Work instructions
Return every line of the material below unchanged, in the same order.

Extracted information
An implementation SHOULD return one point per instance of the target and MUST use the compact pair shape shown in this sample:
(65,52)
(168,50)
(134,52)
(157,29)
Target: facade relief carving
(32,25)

Exercise solution
An implementation SHOULD return one point per instance of the target and MUST use the compact pair shape shown in this sample:
(65,52)
(168,50)
(134,52)
(157,29)
Target: facade relief carving
(32,25)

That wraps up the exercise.